**Data for this task**
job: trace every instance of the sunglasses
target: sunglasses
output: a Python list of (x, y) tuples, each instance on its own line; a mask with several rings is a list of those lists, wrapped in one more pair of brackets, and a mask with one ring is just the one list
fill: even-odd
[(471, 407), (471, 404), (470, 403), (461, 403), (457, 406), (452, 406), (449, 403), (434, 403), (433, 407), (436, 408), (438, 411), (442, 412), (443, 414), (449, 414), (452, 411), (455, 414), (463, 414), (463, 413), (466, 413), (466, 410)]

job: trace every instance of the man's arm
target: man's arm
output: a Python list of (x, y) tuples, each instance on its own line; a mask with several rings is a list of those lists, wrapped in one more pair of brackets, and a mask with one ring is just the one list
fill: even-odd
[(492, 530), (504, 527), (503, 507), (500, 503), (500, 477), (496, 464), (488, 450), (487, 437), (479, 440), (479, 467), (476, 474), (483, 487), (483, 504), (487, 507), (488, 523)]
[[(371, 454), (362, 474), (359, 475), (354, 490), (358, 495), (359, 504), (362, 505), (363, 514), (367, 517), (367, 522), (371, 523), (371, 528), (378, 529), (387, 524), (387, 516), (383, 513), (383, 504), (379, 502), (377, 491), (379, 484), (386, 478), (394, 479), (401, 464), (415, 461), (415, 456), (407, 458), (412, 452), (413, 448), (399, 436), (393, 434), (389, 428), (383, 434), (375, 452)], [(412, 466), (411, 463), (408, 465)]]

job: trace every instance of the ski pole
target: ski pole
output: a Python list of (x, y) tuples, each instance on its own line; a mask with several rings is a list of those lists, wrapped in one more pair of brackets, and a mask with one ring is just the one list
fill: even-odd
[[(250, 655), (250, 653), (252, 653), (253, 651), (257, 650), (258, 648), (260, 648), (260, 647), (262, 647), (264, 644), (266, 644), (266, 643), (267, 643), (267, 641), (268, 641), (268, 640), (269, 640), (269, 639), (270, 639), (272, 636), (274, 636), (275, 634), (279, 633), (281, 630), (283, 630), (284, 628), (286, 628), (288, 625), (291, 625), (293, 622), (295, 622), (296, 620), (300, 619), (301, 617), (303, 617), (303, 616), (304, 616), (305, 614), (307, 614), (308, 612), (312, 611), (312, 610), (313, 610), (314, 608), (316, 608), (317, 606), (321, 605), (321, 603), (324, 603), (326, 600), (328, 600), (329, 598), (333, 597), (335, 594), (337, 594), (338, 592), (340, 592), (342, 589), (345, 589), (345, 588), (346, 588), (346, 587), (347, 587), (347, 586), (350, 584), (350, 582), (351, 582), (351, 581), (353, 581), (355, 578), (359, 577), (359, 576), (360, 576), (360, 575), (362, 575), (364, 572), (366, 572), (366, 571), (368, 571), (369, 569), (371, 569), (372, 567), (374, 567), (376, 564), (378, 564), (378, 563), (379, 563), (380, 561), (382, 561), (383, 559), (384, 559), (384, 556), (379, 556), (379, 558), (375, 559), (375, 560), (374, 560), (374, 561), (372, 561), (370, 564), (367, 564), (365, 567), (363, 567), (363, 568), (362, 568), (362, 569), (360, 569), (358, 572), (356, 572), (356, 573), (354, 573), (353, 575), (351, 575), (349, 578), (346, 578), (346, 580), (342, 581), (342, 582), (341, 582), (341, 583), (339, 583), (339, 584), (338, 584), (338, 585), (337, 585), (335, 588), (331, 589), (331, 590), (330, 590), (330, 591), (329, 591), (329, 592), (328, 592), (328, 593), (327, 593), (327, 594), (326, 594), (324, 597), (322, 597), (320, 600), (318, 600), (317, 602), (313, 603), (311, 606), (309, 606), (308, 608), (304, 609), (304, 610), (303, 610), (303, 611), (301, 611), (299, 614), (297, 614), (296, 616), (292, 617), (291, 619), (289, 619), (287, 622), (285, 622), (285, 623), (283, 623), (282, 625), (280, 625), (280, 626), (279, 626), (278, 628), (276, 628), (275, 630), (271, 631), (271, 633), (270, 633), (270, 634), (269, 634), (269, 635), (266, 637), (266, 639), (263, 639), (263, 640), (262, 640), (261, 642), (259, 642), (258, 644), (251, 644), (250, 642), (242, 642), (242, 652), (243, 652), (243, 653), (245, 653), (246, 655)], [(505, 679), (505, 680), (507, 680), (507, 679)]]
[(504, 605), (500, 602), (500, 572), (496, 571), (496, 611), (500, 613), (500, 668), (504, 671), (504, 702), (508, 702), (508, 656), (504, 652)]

**Instructions for the task**
Working through the records, copy each line in which the word "every" appears.

**Task answer**
job: trace every instance of the sunglasses
job: trace every instance of the man's arm
job: trace every instance of the ski pole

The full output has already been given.